### Data

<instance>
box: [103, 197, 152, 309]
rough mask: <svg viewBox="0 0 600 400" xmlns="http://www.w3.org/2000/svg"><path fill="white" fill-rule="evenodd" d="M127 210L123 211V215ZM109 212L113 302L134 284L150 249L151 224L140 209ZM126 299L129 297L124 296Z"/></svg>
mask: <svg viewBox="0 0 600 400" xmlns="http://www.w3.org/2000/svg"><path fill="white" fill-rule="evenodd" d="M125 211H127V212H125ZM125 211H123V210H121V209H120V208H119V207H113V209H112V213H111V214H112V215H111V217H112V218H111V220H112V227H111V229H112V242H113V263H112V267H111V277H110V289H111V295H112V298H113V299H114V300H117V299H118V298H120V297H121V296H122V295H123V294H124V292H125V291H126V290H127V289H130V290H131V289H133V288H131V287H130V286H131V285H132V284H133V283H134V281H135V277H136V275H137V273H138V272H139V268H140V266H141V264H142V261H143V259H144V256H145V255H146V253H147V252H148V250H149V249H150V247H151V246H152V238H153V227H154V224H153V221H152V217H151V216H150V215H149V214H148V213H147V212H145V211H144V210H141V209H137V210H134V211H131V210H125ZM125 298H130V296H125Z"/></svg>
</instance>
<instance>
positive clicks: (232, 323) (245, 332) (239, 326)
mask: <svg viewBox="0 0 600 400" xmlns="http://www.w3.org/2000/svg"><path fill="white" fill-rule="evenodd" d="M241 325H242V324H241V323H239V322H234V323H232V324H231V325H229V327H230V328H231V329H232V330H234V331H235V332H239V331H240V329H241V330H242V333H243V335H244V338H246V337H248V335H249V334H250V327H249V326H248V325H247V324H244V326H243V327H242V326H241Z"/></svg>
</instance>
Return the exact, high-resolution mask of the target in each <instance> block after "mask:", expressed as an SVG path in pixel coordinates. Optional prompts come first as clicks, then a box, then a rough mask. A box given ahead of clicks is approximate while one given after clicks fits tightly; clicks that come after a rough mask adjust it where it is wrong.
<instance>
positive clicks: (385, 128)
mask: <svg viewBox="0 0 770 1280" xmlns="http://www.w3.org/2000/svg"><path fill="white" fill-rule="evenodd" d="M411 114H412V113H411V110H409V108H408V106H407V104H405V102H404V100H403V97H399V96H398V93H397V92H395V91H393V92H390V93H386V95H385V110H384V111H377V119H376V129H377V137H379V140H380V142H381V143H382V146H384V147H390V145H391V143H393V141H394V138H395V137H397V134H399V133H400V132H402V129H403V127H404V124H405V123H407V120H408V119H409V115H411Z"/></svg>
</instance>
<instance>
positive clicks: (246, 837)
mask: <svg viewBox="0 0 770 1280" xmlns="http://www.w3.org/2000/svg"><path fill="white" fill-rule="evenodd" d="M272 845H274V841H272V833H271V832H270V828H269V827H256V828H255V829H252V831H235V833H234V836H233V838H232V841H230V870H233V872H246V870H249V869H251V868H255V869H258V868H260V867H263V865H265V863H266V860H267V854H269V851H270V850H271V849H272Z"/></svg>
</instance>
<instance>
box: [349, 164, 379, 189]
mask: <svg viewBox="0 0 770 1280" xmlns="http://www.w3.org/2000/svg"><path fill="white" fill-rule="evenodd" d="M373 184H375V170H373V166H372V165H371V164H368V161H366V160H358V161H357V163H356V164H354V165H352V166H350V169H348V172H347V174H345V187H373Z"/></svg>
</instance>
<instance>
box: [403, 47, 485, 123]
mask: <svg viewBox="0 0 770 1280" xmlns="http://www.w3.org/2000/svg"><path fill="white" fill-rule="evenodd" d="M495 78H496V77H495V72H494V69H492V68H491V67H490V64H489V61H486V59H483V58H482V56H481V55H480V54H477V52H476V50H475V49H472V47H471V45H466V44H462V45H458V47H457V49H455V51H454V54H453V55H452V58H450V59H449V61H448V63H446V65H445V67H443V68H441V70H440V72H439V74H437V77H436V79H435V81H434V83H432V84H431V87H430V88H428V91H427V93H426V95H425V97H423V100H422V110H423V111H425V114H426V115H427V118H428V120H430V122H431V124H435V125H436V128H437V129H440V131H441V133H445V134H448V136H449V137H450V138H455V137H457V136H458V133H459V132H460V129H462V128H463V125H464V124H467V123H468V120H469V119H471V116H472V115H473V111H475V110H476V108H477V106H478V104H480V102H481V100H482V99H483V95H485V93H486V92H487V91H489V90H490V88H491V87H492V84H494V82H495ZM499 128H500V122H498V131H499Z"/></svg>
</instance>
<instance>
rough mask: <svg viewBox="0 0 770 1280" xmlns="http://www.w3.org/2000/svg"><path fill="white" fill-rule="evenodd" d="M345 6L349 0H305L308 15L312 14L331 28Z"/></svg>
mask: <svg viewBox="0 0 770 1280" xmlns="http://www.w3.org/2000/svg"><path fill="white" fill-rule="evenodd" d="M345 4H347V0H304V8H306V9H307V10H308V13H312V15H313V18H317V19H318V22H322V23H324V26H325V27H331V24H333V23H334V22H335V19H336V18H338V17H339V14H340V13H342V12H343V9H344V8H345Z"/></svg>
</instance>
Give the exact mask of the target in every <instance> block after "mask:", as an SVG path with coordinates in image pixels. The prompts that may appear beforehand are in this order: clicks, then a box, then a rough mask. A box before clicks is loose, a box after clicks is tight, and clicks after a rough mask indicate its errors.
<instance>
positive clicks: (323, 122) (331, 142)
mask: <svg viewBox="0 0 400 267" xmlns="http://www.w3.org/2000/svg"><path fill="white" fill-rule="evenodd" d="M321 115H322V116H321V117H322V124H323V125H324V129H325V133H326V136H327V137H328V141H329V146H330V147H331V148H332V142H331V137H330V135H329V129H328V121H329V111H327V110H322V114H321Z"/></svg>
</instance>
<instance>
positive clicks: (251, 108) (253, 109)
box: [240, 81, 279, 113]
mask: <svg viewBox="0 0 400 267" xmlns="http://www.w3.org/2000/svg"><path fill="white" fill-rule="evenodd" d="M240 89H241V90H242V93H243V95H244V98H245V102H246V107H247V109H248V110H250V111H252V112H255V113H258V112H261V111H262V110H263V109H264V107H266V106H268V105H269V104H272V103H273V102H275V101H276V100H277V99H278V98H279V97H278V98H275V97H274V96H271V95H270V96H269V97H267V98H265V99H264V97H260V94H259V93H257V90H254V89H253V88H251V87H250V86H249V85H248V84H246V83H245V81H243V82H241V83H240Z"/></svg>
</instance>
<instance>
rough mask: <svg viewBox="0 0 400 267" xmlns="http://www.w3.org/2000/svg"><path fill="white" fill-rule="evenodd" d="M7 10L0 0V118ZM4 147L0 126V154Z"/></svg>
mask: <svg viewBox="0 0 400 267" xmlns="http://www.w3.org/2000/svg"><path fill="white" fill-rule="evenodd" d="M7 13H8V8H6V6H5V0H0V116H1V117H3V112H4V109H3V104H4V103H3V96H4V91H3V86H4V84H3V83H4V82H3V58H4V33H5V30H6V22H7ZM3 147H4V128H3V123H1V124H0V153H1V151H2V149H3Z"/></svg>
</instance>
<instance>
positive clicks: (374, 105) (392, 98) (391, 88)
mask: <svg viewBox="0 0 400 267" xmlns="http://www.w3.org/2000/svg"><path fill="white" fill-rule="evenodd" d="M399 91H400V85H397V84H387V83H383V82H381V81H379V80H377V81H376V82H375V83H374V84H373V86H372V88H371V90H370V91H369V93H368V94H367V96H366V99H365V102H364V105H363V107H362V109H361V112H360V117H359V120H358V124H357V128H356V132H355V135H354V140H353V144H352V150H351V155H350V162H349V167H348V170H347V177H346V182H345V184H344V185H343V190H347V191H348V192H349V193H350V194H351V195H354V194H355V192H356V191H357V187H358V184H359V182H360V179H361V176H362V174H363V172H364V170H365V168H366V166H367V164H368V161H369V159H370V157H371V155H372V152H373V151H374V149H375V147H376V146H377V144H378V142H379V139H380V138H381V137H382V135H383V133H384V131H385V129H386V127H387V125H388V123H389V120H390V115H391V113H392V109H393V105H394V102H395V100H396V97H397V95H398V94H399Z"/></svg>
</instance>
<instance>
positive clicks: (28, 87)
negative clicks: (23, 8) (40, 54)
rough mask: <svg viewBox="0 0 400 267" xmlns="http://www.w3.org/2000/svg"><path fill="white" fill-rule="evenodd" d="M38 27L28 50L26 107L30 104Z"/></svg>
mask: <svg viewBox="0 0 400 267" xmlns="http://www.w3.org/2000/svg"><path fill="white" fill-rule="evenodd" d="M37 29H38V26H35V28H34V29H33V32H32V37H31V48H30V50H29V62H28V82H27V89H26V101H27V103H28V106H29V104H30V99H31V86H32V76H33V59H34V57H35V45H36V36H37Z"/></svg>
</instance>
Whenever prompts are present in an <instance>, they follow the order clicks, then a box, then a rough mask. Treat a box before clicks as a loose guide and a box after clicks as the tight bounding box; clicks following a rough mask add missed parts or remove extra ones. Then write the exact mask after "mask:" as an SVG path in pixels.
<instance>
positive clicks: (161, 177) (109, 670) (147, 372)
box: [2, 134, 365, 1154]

### What you are asked to do
Go through the records above and copy every line holding the word "that".

### Written answer
Return the exact, high-resolution mask of the target in each <instance> block after "mask:", expressed as an SVG path in pixel coordinates. Optional prompts come first as clicks, then a box, then a rough mask. A box given ahead of clicks is approximate while one given after clicks fits tightly; clicks that come after a rough mask adjust it where it is wrong.
Give the exact mask of the target in every <instance> block after "mask:", as an SVG path with coordinates in image pixels. The prompts that may appear beforehand are in this order: clicks, then a box, then a rough mask. A box before clicks is loose, a box after clicks is tight, and clicks after a rough mask indicate its errors.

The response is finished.